Tekst do przeczytania

───

Sesja uzdrawiająca zakończona śmiercią pacjentki
Sesja uzdrawiająca miała przynieść pacjentowi spokój na duszy i ciele. Spokój faktycznie przyniosła, tyle tylko, że niestety wieczny. Podczas terapii, która miała pomóc znaleźć wewnętrzną równowagę zmarła 35-letnia Belgijka. Teraz prokuratura domaga się kary więzienia za jak to nazywa zawinione zabójstwo podczas sesji uzdrowień w Gelderse Heesselt.
Sesja uzdrawiająca
W marcu 2022 roku, w małej wiosce Heesselt w regionie Betuwe pacjentce, 35-letniej mieszkance Belgii, podano substancje mające rozszerzyć jej umysł i wyzwolić ją od problemów, które miała. Kuracja ta poszła aż za dobrze, ponieważ zamiast przeżycia wewnętrznego katharsis i osiągnięcia nirwany, kobieta przeniosła się na tamten świat, została "wyzwolona" od wszystkiego.
Grzyby
Wszystko to dzięki grzybom halucynogennym podanym wraz z innymi substancjami wspomagającymi. Jak zeznał jeden z uczestników terapii, kiedy kobieta niewystarczająco zareagowała na podany jej specyfik zapadła decyzja, aby zwiększyć jej dawkę. To sprawiło, iż zamiast stanu ukojenia, wyciszenia i kontemplacji wewnętrznego ja 35-latka wpadała w histerię, a potem straciła przytomność.

───

Zapisane wpisy danych
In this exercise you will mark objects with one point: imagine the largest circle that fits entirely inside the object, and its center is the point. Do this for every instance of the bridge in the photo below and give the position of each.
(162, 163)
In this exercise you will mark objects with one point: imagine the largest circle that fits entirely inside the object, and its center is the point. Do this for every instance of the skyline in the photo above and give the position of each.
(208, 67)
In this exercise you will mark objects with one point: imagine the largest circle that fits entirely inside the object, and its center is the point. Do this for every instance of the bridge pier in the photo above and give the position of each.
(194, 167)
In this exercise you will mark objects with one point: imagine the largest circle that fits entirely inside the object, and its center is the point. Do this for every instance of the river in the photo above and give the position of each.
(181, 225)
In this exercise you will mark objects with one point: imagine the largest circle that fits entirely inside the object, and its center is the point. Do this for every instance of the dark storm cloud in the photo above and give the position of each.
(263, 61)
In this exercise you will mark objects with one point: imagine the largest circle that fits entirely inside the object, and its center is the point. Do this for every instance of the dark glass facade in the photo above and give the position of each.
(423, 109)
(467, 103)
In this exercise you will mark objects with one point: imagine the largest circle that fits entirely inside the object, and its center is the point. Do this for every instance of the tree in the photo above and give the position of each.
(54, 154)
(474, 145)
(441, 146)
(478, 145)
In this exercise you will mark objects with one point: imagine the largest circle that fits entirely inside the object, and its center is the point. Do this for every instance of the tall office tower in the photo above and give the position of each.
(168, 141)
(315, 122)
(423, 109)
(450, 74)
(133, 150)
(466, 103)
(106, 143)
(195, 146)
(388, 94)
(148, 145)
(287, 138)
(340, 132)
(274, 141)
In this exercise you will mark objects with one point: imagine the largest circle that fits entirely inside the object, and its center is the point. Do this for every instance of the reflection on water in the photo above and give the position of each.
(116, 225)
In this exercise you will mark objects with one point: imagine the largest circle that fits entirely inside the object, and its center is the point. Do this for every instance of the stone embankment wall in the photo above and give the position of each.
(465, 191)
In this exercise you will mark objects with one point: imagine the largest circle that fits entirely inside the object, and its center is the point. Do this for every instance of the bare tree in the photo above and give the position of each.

───

Zestaw zadań
#1 Odpowiedz krótko na pytania do tekstu o sesji uzdrawiającej.
(a) Ile lat miała pacjentka, która zmarła?
(b) W jakiej wiosce i w jakim regionie podano jej substancje?
(c) Jaką decyzję podjęto, gdy kobieta niewystarczająco zareagowała na podany specyfik?
#2 Powtórz słowo w słowo fragment tekstu o sesji uzdrawiającej od słów "Sesja uzdrawiająca zakończona" do słów "w Gelderse Heesselt." włącznie.
#3 Kontynuuj tekst o sesji uzdrawiającej, zaczynając po jego ostatnim zdaniu.

Odpowiedzi do zadań
#1
(a) 35 lat.
(b) W wiosce Heesselt w regionie Betuwe.
(c) Zdecydowano o zwiększeniu jej dawki.

#2
Sesja uzdrawiająca zakończona śmiercią pacjentki
Sesja uzdrawiająca miała przynieść pacjentowi spokój na duszy i ciele. Spokój faktycznie przyniosła, tyle tylko, że niestety wieczny. Podczas terapii, która miała pomóc znaleźć wewnętrzną równowagę zmarła 35-letnia Belgijka. Teraz prokuratura domaga się kary więzienia za jak to nazywa zawinione zabójstwo podczas sesji uzdrowień w Gelderse Heesselt.

#3
Co w tym momencie zrobili szamani odpowiedzialni za całe to wydarzenie. Przenieśli kobietę i położyli ją w oddzielnym pomieszczeniu, pozostawiając bez opieki. Odwiedzili ją dopiero następnego dnia. Wtedy to Belgijka była już martwa.
Przyczyna śmierci
Co było przyczyną śmierci? Ciało zostało poddane badaniom toksykologicznym. Testy dały jednoznaczną odpowiedź, nie doszło do zawału, czy wylewu lub innych „zewnętrznych przyczyn” zgonu. Wszystkiemu winne było zatrucie organizmu, poprzez podanie zbyt dużej ilości grzybów.
„Podczas sesji ofiara była całkowicie rozstrojona fizycznie i psychicznie. Pomimo wyraźnie niepokojącej sytuacji podejrzani nie zwrócili się o pomoc medyczną” – opisywał w tym tygodniu sprawę prokurator. Dodając, iż organizatorzy wydarzenia, mimo iż przedstawiali się jako eksperci to mieli: „całkowicie niewystarczającą wiedzą na temat chemicznych i trujących skutków substancji odmieniających umysł”.
Do tego dochodzi sam fakt podania grzybów. Środki te są bowiem nielegalne w świetle ustawy opiumowej.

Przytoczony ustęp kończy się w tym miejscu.